[Labeled contour entries]
***

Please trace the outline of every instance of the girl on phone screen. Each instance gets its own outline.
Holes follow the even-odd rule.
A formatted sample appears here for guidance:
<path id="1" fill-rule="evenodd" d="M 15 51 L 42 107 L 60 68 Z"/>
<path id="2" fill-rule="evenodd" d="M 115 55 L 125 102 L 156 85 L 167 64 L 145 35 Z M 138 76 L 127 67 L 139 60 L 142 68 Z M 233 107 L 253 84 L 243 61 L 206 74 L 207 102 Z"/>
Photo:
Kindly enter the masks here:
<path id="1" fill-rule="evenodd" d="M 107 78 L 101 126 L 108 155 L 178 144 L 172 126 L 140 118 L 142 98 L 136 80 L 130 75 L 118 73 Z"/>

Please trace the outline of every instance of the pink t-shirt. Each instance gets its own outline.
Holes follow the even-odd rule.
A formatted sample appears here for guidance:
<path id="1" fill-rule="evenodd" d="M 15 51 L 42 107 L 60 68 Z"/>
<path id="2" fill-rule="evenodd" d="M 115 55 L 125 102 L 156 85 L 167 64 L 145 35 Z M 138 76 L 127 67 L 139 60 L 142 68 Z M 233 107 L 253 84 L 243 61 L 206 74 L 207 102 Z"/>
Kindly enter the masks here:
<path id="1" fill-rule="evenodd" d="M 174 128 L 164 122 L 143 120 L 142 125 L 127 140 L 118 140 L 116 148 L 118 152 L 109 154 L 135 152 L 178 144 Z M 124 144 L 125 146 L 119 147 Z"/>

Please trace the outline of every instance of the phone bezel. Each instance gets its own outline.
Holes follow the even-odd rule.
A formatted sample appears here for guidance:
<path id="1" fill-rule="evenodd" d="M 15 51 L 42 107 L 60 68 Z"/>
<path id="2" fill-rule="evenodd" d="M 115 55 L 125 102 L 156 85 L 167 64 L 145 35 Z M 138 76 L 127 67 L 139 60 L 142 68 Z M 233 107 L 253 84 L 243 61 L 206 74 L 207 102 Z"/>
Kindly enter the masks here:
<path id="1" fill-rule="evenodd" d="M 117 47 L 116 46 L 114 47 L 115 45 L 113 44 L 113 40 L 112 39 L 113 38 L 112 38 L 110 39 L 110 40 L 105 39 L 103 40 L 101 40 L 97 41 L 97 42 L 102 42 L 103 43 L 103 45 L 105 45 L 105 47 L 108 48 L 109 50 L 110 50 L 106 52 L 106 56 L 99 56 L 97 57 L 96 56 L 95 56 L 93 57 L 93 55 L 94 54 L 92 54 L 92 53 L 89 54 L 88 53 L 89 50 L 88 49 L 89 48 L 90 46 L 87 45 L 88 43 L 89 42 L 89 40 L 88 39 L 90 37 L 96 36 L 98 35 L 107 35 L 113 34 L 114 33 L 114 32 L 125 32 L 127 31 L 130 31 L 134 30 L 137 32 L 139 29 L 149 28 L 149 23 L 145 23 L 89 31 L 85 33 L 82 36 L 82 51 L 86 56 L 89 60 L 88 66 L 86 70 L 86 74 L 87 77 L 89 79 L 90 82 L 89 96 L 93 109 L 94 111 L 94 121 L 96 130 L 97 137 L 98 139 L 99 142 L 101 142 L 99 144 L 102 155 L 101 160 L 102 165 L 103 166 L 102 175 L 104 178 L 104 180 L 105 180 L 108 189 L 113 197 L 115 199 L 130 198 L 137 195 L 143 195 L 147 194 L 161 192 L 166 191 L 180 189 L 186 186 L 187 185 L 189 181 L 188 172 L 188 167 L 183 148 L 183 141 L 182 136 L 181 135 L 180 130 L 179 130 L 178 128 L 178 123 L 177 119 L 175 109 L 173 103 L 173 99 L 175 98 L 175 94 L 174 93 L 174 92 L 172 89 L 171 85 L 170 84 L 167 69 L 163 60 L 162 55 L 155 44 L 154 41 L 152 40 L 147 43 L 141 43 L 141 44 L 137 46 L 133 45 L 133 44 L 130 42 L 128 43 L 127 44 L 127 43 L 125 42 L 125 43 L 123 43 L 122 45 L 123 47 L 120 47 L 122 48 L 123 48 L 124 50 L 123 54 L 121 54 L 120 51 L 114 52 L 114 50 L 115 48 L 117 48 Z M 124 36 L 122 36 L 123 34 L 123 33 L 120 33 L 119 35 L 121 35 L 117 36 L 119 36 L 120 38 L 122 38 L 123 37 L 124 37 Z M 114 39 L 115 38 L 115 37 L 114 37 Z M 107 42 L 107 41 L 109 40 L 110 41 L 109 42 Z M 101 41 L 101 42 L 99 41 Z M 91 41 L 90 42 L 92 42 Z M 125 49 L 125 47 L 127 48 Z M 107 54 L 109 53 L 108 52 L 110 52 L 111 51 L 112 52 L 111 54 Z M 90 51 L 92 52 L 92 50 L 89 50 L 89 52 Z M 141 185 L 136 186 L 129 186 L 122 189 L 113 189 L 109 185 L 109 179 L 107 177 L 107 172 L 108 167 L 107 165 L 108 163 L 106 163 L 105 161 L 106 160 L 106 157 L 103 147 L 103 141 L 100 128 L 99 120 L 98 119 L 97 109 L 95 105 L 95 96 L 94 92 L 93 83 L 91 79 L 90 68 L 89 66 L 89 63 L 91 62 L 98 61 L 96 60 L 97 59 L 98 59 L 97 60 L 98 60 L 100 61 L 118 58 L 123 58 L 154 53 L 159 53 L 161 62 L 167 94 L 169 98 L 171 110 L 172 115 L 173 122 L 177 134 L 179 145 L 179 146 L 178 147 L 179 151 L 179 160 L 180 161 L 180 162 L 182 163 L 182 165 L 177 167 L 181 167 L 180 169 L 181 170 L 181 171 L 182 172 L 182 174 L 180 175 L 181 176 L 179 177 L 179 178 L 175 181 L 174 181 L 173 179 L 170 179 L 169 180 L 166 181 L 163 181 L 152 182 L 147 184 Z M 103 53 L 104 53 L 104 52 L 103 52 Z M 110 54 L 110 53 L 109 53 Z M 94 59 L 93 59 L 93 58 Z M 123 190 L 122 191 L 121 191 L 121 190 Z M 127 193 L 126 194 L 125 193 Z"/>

***

= TO DO =
Could you reproduce all of the records above, replacing "Kindly enter the masks here" with "Provide the masks here" and leaving everything else unchanged?

= PROBLEM SOLUTION =
Please trace the outline of every instance of the girl on phone screen. Each instance gets its own outline.
Holes follow the even-odd rule.
A formatted sample appears here for guidance:
<path id="1" fill-rule="evenodd" d="M 15 51 L 42 107 L 60 68 Z"/>
<path id="2" fill-rule="evenodd" d="M 115 55 L 125 102 L 156 85 L 167 64 L 145 35 Z M 138 76 L 127 67 L 139 60 L 142 68 Z M 233 107 L 253 84 L 243 61 L 206 74 L 207 102 Z"/>
Photo:
Provide the masks here:
<path id="1" fill-rule="evenodd" d="M 107 78 L 101 126 L 108 155 L 178 144 L 172 126 L 140 118 L 142 98 L 136 80 L 130 75 L 118 73 Z"/>

Please trace the outline of every instance of the pink t-shirt. Each instance gets its own outline.
Holes follow the even-odd rule.
A formatted sample appears here for guidance:
<path id="1" fill-rule="evenodd" d="M 15 51 L 42 107 L 60 68 Z"/>
<path id="2" fill-rule="evenodd" d="M 115 55 L 125 102 L 156 85 L 167 64 L 145 35 Z M 138 76 L 127 67 L 139 60 L 142 68 Z M 233 107 L 253 84 L 243 61 L 206 74 L 207 102 Z"/>
Provide the masks here:
<path id="1" fill-rule="evenodd" d="M 174 128 L 164 122 L 143 120 L 142 125 L 127 140 L 118 140 L 116 148 L 118 152 L 109 154 L 135 152 L 178 144 Z M 124 144 L 125 146 L 119 147 Z"/>

Please trace the outline of every instance of the phone bezel. Each instance gets its own outline.
Holes follow the even-odd rule.
A formatted sample appears here for guidance:
<path id="1" fill-rule="evenodd" d="M 15 51 L 42 107 L 60 68 Z"/>
<path id="2" fill-rule="evenodd" d="M 115 55 L 125 102 L 156 85 L 167 64 L 145 35 Z M 138 76 L 127 67 L 139 60 L 142 68 Z M 233 107 L 253 84 L 243 61 L 206 74 L 207 102 Z"/>
Provide the masks here:
<path id="1" fill-rule="evenodd" d="M 117 47 L 116 46 L 114 47 L 115 45 L 113 44 L 113 40 L 112 39 L 113 38 L 112 38 L 110 39 L 110 40 L 105 39 L 103 40 L 101 40 L 97 41 L 97 42 L 102 42 L 103 43 L 103 45 L 105 45 L 105 47 L 108 48 L 109 50 L 110 50 L 106 52 L 106 56 L 99 56 L 97 57 L 96 56 L 95 56 L 93 57 L 93 55 L 94 54 L 92 54 L 92 53 L 89 54 L 88 53 L 89 50 L 88 49 L 89 48 L 90 46 L 87 45 L 88 43 L 89 42 L 89 40 L 88 39 L 90 37 L 96 36 L 98 35 L 107 35 L 113 34 L 114 33 L 114 32 L 125 32 L 127 31 L 130 31 L 134 30 L 137 32 L 139 29 L 149 28 L 149 23 L 145 23 L 89 31 L 85 33 L 82 36 L 82 51 L 86 56 L 89 60 L 88 66 L 86 70 L 86 74 L 87 77 L 89 79 L 90 82 L 89 96 L 93 109 L 94 111 L 94 121 L 96 130 L 97 137 L 98 139 L 99 142 L 101 142 L 99 144 L 102 155 L 101 160 L 102 165 L 103 166 L 102 175 L 104 178 L 104 180 L 105 180 L 108 189 L 113 197 L 115 199 L 130 198 L 137 195 L 143 195 L 147 194 L 161 192 L 166 191 L 180 189 L 186 186 L 187 185 L 189 181 L 188 172 L 188 167 L 183 148 L 183 141 L 182 136 L 181 135 L 180 130 L 179 130 L 178 128 L 178 123 L 177 119 L 175 109 L 173 103 L 173 99 L 175 98 L 175 94 L 174 93 L 174 92 L 172 89 L 171 85 L 170 84 L 167 69 L 163 60 L 162 55 L 155 44 L 154 41 L 152 40 L 147 43 L 141 43 L 141 44 L 137 46 L 133 45 L 133 44 L 130 42 L 128 43 L 127 44 L 127 43 L 125 42 L 125 43 L 123 43 L 122 45 L 123 47 L 120 47 L 122 48 L 123 48 L 124 50 L 123 54 L 121 54 L 120 51 L 114 52 L 114 50 L 115 48 L 117 48 Z M 124 36 L 122 36 L 123 34 L 123 33 L 120 33 L 119 35 L 121 35 L 117 36 L 119 36 L 120 38 L 122 38 L 123 37 L 124 37 Z M 114 39 L 115 38 L 115 37 L 114 37 Z M 107 42 L 107 41 L 109 40 L 110 41 L 109 42 Z M 101 41 L 101 42 L 99 41 Z M 91 41 L 90 42 L 92 42 Z M 125 49 L 125 47 L 127 48 Z M 107 54 L 109 53 L 108 52 L 110 52 L 111 51 L 112 52 L 111 54 Z M 90 51 L 92 52 L 92 50 L 89 50 L 89 52 Z M 141 185 L 136 186 L 129 186 L 122 189 L 113 189 L 109 185 L 109 179 L 107 177 L 107 172 L 108 167 L 107 165 L 108 163 L 106 163 L 105 161 L 106 160 L 106 157 L 103 147 L 103 141 L 100 128 L 99 120 L 98 119 L 97 109 L 95 105 L 95 96 L 94 92 L 93 83 L 91 79 L 90 68 L 89 66 L 89 63 L 91 62 L 98 61 L 96 60 L 97 59 L 98 59 L 97 60 L 98 60 L 100 61 L 118 58 L 123 58 L 154 53 L 159 53 L 161 62 L 167 94 L 169 98 L 171 110 L 172 115 L 173 122 L 177 134 L 179 145 L 179 146 L 178 147 L 179 151 L 179 160 L 180 161 L 180 162 L 182 163 L 182 165 L 177 167 L 181 167 L 180 169 L 181 170 L 181 171 L 182 172 L 182 174 L 180 175 L 181 176 L 179 177 L 179 178 L 175 181 L 174 181 L 173 179 L 170 179 L 169 180 L 166 181 L 163 181 L 152 182 L 147 184 Z M 103 53 L 104 53 L 104 52 L 103 52 Z M 110 54 L 110 53 L 109 53 Z M 94 59 L 93 59 L 93 58 Z M 123 190 L 122 191 L 121 191 L 121 190 Z M 127 193 L 126 194 L 125 193 Z"/>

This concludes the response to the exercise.